Texto
Fábio Jr. estava voando alto em 1982. No embalo da música Pai, que fez sucesso graças à novela da Globo Pai herói (1979), emplacava uma atrás da outra nas rádios. Fazia poucos anos que abandonara o pseudônimo anglófono Mark Davis e já caminhava para o quarto álbum cantado em português. Vestia-se casualmente. Quando chegou para a sessão de fotos do novo disco, causou espanto. Trajando uma camisa branca de botão, coberta por um blazer de lã cinza, parecia menos um cantor romântico do que um corretor de imóveis.
Vera Roesler, diretora de arte da gravadora Som Livre, não hesitou. “Fábio, tira a roupa”, disse, enquanto se despia ela mesma de um blazer vermelho-batom de corte acinturado. “Agora veste essa.” Roesler tomou uma gravata preta emprestada de um executivo que passava por ali e em poucos minutos bolou uma nova ideia para a capa: com seu sorriso carismático incendiado pelo vermelho do figurino, Fábio Jr. vestia a camisa com a gola levantada e a gravata frouxa, numa sutil porém sedutora ameaça de se despir.
“A Vera sempre trazia uma nova possibilidade para as capas dos discos. Era maravilhoso trabalhar com ela”, lembra o fotógrafo Frederico Mendes, que a acompanhou em muitas sessões de fotos. “O universo das gravadoras sempre foi muito machista, não havia mulheres trabalhando. A Vera era uma exceção. Ela tinha sutileza, elegância, nunca cruzava o limite. Eu era objetivo, pão-pão-queijo-queijo, já ia pro estúdio com uma ideia pronta. A Vera trazia sugestões mais originais, criativas. E sempre me convencia.”
Era uma via de mão dupla. Naquele mesmo ano, Mendes sugeriu que o disco de estreia do Barão Vermelho fosse ilustrado por uma foto em preto e branco dos cinco rapazes, com retoques coloridos de ecoline. João Araújo, pai de Cazuza e dono da Som Livre, detestou o resultado. “Esse grupo é uma porcaria. Só fiz esse disco porque minha mulher me encheu o saco, mas não vai dar em nada. Ainda mais com essa capa. Não vai pra gráfica assim.” Vera e o fotógrafo aquiesceram. Em seguida, porém, fazendo-se de desentendida, ela remeteu o disco à gráfica como se a arte tivesse sido aprovada. O álbum estourou, Cazuza fez fama e o pai só se deu conta da desobediência quando a capa já estava nas ruas.

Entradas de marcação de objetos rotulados
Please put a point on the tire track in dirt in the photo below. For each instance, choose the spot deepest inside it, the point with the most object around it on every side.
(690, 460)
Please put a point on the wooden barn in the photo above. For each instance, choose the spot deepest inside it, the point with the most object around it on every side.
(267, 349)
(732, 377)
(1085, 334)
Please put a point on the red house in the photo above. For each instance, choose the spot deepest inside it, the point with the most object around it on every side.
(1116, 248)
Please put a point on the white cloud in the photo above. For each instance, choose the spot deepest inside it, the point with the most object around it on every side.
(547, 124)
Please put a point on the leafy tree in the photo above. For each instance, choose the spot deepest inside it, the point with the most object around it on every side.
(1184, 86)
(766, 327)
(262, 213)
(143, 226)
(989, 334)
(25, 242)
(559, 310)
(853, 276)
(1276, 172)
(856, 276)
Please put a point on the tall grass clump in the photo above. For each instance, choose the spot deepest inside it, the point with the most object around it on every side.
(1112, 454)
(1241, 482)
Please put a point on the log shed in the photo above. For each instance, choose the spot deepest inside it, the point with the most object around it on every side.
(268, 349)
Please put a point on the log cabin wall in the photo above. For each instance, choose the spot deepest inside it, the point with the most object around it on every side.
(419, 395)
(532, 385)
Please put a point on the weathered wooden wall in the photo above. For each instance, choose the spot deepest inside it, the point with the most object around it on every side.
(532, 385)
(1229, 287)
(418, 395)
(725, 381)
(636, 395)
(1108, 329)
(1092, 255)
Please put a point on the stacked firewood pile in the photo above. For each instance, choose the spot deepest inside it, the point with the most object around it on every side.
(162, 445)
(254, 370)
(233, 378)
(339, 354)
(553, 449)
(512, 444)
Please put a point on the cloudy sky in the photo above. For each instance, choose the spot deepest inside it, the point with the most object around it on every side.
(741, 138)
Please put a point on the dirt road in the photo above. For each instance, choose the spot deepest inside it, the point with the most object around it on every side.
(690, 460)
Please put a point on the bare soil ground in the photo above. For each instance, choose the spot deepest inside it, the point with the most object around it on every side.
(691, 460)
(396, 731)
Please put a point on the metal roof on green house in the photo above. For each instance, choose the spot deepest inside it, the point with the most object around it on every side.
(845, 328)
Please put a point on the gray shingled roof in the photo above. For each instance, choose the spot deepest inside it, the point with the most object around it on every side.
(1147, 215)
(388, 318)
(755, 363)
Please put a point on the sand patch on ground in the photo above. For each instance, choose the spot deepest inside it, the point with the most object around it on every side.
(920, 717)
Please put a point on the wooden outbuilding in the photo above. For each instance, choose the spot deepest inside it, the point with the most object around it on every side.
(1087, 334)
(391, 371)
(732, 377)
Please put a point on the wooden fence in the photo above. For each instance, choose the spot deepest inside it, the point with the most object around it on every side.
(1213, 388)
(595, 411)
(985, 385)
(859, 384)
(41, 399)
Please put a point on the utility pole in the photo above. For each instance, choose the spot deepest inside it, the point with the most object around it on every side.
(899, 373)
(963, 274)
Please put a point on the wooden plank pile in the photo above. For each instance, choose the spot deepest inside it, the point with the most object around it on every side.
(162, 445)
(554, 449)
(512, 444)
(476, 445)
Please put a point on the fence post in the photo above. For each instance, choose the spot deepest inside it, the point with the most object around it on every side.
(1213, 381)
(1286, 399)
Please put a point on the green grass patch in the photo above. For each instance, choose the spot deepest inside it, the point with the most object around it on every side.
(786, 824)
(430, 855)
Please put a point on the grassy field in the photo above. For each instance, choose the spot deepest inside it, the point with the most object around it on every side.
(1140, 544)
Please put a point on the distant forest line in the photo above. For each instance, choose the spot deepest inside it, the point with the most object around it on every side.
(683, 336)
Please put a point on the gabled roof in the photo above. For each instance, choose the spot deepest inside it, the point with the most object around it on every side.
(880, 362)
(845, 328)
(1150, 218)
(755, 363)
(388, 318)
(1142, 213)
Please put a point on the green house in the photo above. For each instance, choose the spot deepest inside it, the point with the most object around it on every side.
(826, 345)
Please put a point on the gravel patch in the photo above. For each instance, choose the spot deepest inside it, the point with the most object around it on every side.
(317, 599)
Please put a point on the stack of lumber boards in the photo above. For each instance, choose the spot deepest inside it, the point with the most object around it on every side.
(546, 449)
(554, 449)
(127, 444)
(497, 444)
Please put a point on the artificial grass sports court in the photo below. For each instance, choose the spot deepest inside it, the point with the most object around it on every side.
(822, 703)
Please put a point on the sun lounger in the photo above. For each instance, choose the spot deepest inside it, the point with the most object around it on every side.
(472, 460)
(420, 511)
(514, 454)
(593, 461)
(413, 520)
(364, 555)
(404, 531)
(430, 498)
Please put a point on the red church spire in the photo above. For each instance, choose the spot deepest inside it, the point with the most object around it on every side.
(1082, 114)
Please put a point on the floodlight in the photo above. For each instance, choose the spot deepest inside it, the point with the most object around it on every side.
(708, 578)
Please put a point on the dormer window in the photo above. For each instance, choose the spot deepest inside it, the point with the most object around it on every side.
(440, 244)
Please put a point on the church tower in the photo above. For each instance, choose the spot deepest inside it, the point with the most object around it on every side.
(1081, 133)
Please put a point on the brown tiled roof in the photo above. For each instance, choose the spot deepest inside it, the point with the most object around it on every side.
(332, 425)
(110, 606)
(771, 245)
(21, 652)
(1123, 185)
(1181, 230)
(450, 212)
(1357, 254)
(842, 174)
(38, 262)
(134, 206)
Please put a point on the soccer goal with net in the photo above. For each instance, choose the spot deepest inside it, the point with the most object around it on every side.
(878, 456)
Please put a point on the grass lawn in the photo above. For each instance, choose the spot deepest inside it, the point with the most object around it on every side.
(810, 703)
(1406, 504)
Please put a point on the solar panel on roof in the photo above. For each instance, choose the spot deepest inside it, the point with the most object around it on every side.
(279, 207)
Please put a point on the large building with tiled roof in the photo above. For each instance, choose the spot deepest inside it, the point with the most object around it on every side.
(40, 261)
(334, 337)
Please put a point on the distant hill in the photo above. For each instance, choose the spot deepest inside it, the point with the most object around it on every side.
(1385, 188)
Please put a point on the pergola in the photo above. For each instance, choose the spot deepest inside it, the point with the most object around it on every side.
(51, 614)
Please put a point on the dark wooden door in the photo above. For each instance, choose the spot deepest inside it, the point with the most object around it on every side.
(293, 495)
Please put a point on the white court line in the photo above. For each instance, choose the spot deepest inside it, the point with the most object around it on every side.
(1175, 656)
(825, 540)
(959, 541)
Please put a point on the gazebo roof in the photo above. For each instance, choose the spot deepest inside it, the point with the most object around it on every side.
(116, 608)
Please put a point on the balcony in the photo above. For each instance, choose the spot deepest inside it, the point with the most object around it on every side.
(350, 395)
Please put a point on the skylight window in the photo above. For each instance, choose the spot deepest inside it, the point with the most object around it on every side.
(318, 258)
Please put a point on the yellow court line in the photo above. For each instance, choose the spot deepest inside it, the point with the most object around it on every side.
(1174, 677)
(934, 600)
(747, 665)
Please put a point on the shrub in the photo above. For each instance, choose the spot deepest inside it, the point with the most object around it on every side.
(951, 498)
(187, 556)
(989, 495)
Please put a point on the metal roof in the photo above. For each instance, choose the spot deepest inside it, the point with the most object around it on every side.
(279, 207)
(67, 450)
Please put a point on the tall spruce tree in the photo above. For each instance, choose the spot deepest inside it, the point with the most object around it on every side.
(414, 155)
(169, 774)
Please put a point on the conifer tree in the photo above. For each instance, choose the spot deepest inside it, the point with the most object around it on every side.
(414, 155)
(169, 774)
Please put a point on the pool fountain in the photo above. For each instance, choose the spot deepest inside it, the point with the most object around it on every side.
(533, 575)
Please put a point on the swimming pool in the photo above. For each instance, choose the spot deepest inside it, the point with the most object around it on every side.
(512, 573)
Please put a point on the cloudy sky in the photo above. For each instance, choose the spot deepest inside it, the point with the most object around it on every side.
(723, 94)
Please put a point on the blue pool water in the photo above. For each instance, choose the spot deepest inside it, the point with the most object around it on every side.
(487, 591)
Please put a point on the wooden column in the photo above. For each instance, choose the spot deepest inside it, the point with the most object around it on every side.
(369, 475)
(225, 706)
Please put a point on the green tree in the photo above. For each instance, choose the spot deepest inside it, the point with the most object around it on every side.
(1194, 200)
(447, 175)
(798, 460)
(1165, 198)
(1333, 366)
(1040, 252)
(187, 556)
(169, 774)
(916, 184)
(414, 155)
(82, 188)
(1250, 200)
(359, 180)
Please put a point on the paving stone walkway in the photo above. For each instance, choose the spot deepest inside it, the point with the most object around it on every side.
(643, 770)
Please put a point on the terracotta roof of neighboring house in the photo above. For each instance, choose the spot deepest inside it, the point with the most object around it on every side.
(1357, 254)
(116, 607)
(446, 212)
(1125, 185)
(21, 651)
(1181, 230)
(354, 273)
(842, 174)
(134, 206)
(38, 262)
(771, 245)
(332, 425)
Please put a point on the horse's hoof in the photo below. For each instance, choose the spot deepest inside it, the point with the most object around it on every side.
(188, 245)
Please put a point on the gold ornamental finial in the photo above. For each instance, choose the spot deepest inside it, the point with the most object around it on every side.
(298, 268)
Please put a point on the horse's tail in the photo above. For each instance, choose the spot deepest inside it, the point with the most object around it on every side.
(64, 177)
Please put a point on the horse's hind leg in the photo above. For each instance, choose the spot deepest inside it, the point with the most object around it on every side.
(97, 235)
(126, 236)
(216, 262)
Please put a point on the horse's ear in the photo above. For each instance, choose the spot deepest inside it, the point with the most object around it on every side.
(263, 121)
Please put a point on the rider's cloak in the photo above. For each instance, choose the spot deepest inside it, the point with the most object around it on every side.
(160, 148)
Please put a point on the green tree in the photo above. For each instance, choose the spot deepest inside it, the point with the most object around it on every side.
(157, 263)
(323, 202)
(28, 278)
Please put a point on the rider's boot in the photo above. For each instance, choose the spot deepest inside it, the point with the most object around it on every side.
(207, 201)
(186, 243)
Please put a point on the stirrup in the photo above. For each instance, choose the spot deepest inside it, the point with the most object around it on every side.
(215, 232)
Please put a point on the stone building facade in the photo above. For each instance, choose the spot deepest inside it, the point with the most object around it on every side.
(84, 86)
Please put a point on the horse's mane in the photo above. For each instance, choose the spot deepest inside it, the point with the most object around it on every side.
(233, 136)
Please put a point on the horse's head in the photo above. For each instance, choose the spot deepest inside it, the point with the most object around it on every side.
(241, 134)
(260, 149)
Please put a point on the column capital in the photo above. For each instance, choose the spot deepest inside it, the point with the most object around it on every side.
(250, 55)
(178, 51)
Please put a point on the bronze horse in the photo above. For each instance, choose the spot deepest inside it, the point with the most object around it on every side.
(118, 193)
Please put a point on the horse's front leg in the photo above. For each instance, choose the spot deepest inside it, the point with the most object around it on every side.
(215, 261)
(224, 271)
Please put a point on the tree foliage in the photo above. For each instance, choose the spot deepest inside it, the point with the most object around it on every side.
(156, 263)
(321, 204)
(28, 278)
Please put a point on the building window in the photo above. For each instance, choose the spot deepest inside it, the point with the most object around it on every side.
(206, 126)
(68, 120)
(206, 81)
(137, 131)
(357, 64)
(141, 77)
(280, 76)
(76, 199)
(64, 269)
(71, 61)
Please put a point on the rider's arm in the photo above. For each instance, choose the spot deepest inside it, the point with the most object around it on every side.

Objetivos
a: Substitua "gravata" por "echarpe" em tudo o que vai de "Vera Roesler, diretora" até "de se despir." no texto e apresente o trecho completo com a troca feita.
b: Reescreva como lista numerada tudo o que vai da linha dos dados que contém "Please put a point on the green grass" até a linha que contém "(1140, 544)", ambas incluídas e sem as linhas em branco.

Respostas desenvolvidas
a:
Vera Roesler, diretora de arte da gravadora Som Livre, não hesitou. “Fábio, tira a roupa”, disse, enquanto se despia ela mesma de um blazer vermelho-batom de corte acinturado. “Agora veste essa.” Roesler tomou uma echarpe preta emprestada de um executivo que passava por ali e em poucos minutos bolou uma nova ideia para a capa: com seu sorriso carismático incendiado pelo vermelho do figurino, Fábio Jr. vestia a camisa com a gola levantada e a echarpe frouxa, numa sutil porém sedutora ameaça de se despir.

b:
1. Please put a point on the green grass patch in the photo above. For each instance, choose the spot deepest inside it, the point with the most object around it on every side.
2. (786, 824)
3. (430, 855)
4. Please put a point on the grassy field in the photo above. For each instance, choose the spot deepest inside it, the point with the most object around it on every side.
5. (1140, 544)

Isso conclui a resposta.